Dataset excerpts on object pointing
○ ○ ○ ○ ○ ○ ○
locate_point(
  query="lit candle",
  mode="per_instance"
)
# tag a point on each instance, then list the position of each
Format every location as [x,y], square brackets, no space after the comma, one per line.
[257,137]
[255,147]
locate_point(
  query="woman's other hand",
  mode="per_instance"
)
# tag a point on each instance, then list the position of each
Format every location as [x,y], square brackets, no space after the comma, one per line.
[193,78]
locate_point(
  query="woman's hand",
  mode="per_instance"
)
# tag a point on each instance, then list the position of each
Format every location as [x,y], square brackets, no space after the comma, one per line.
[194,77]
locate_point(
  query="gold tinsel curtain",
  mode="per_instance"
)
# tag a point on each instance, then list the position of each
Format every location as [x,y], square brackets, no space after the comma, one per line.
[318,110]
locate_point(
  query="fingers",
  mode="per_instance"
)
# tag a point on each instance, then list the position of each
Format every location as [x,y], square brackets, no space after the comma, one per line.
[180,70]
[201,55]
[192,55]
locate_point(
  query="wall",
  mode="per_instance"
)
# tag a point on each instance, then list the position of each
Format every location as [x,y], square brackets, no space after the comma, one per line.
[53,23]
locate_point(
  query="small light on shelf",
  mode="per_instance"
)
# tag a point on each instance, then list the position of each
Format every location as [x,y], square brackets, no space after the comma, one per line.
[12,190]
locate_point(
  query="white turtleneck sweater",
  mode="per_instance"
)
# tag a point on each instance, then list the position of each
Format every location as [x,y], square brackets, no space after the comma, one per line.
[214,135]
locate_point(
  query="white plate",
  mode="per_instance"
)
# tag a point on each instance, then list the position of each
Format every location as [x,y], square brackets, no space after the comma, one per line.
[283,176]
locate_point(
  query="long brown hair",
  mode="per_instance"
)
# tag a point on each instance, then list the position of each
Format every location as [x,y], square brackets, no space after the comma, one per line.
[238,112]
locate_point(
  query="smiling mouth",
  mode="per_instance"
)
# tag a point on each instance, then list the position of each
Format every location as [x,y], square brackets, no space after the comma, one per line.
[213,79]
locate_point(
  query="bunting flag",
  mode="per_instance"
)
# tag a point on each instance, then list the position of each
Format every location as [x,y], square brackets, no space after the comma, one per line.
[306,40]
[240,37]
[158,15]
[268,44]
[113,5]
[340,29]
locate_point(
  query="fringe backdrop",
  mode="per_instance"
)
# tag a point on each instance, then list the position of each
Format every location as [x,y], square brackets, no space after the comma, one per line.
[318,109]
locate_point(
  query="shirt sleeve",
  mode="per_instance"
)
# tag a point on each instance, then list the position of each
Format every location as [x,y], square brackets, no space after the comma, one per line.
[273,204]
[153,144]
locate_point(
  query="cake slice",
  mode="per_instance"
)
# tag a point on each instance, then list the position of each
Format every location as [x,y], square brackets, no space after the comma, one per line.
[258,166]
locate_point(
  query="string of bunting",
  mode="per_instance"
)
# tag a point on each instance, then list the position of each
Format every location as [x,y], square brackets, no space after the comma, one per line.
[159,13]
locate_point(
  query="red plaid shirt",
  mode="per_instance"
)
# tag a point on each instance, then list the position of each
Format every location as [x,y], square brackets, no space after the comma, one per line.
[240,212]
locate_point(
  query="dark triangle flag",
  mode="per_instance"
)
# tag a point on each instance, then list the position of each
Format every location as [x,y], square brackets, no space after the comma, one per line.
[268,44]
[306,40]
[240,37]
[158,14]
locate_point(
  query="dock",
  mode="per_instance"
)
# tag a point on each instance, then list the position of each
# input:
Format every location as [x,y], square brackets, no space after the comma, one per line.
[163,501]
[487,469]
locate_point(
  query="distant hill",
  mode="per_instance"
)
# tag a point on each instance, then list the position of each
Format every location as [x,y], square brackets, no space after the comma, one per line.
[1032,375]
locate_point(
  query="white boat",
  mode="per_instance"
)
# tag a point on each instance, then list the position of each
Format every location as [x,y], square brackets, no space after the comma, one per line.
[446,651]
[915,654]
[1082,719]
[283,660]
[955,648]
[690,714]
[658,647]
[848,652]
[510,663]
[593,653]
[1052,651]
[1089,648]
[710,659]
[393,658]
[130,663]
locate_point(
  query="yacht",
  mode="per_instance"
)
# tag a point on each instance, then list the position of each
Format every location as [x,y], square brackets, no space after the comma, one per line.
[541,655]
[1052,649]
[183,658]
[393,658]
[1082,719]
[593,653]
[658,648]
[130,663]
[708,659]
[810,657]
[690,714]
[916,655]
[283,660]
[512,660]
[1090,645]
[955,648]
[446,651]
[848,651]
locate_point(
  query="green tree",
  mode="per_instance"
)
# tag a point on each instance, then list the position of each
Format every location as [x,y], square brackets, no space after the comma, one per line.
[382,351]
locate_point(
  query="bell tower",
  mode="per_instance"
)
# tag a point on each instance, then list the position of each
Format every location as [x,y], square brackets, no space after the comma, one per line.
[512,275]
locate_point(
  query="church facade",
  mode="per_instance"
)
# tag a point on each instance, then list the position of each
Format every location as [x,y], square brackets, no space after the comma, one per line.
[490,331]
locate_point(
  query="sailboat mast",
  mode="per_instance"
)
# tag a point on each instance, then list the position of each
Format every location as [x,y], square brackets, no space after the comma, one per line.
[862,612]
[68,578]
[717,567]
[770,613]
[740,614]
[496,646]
○ ○ ○ ○ ○ ○ ○
» Objective
Please repeat the listing above in full and exactly.

» Output for this exercise
locate_point(
  query="lit candle",
  mode="per_instance"
)
# tag a point on each instance, then list the position of each
Format every location as [x,y], square brackets, no space after the comma, one per line.
[257,137]
[255,147]
locate_point(
  query="woman's other hand",
  mode="per_instance"
)
# tag a point on each instance, then list the position of each
Format every location as [x,y], square brackets, no space after the comma, one per line.
[193,78]
locate_point(
  query="woman's hand",
  mode="per_instance"
)
# tag a point on each instance, then list the position of each
Format every location as [x,y], square brackets, no space after the comma, one per line.
[194,77]
locate_point(
  query="gold tinsel curtain",
  mode="per_instance"
)
# tag a point on each instance, then list the position of each
Format every location as [x,y], square brackets, no space after the comma, one per line.
[318,110]
locate_point(
  query="fingers",
  mode="per_instance"
)
# tag a point on each instance, then list the position of each
Format every location as [x,y], square brackets, no space after the comma, one per line.
[180,70]
[201,55]
[192,55]
locate_point(
  query="wall",
  mode="per_instance"
)
# tag a point on each instance, then list the position of each
Format every location as [x,y], square brackets, no space after the comma, one per line.
[53,23]
locate_point(
  query="small light on shelf",
  mode="per_instance"
)
# tag a point on each instance, then list the position of each
Format every location as [x,y], square brackets, no space after the comma, one per line.
[12,190]
locate_point(
  query="white turtleneck sweater",
  mode="per_instance"
)
# tag a point on each instance, then list the position of each
Format every location as [x,y], square brackets, no space after the comma, one per line.
[214,135]
locate_point(
  query="white plate",
  mode="per_instance"
)
# tag a point on each instance, then list the position of each
Format every location as [x,y], square brackets, no space after the comma, one per line.
[283,176]
locate_point(
  query="long brown hair",
  mode="per_instance"
)
# tag a point on each instance, then list the position of each
Format every location as [x,y], square brackets, no space after the comma, one per line.
[238,112]
locate_point(
  query="smiling mouth",
  mode="per_instance"
)
# tag a point on each instance, then list the position of each
Format every location as [x,y], square brackets, no space after the comma, one per line.
[213,79]
locate_point(
  query="bunting flag",
  mode="per_instance"
)
# tag a point on each instance, then list the position of each
Format every location as [x,y], square brackets, no space after the comma, one per line.
[306,40]
[240,37]
[158,15]
[268,44]
[113,5]
[340,29]
locate_point(
  query="fringe backdrop",
  mode="per_instance"
)
# tag a point on each instance, then list the position of each
Format every location as [x,y], square brackets, no space after the comma, one per line.
[318,109]
locate_point(
  query="shirt sleeve",
  mode="per_instance"
)
# tag a point on each instance, then list the position of each
Format every location as [x,y], square brackets, no space after the comma, one per line.
[273,204]
[153,144]
locate_point(
  query="cake slice",
  mode="per_instance"
)
# tag a point on each instance, then list the position of each
Format every location as [x,y], square brackets, no space after the comma, one per line.
[258,166]
locate_point(
  query="string of bunting",
  mode="per_instance"
)
# tag a point on each instance, then list the position of each
Format every location as [x,y], square brackets, no space after the comma, one per line.
[159,13]
locate_point(
  query="red plaid shirt",
  mode="per_instance"
)
# tag a point on each instance, then list the position of each
Format every location as [x,y], square brackets, no space after the comma, one per line.
[240,212]
locate_point(
  query="dark triangle flag",
  mode="per_instance"
)
# tag a point on each instance, then list the position of each
Format every location as [x,y], square brackets, no space after the comma, one per line.
[268,44]
[306,40]
[240,37]
[158,14]
locate_point(
  query="dock",
  mode="per_instance"
)
# tag a point on each instance, then list the position of each
# input:
Format every location as [x,y], square brackets, no space after the comma, one per line.
[163,501]
[487,469]
locate_point(
  query="distant hill",
  mode="per_instance"
)
# tag a point on each instance, then list the position of each
Format every location as [x,y], square brackets, no space after the comma, one per line.
[1032,375]
locate_point(
  query="white boat",
  mode="per_instance"
)
# tag a point on each instance, then list the position of each
Format every location as [x,y], square brackets, no space after the comma, one per line.
[446,651]
[915,654]
[1082,719]
[283,660]
[955,648]
[690,714]
[658,647]
[848,652]
[510,663]
[593,653]
[1052,651]
[1089,648]
[710,659]
[393,658]
[130,663]
locate_point(
  query="yacht",
  mode="per_instance"
)
# tag a point on each instance, then list the position of each
Format every location as [x,y], square brackets, no space after the comma, one per line.
[541,655]
[1052,649]
[183,658]
[393,658]
[1082,719]
[593,653]
[658,648]
[130,663]
[708,659]
[810,657]
[690,714]
[916,655]
[283,660]
[512,660]
[1090,645]
[955,648]
[446,651]
[848,651]
locate_point(
  query="green tree",
  mode="per_instance"
)
# tag a point on each instance, then list the position of each
Format every location as [x,y], square brackets, no space after the comma, one per line.
[382,351]
locate_point(
  query="bell tower",
  mode="per_instance"
)
# tag a point on each instance, then list the position of each
Format every location as [x,y], square brackets, no space after the comma, one per line.
[512,275]
locate_point(
  query="church facade",
  mode="per_instance"
)
# tag a point on each instance, then list the position of each
Format every location as [x,y], square brackets, no space after the comma, one per line.
[490,331]
locate_point(
  query="sailboat mast",
  mode="per_instance"
)
# tag a point on each instance, then list the position of each
Format every location as [x,y], square brackets, no space after the comma, one per line.
[862,612]
[68,578]
[717,567]
[770,613]
[740,614]
[496,646]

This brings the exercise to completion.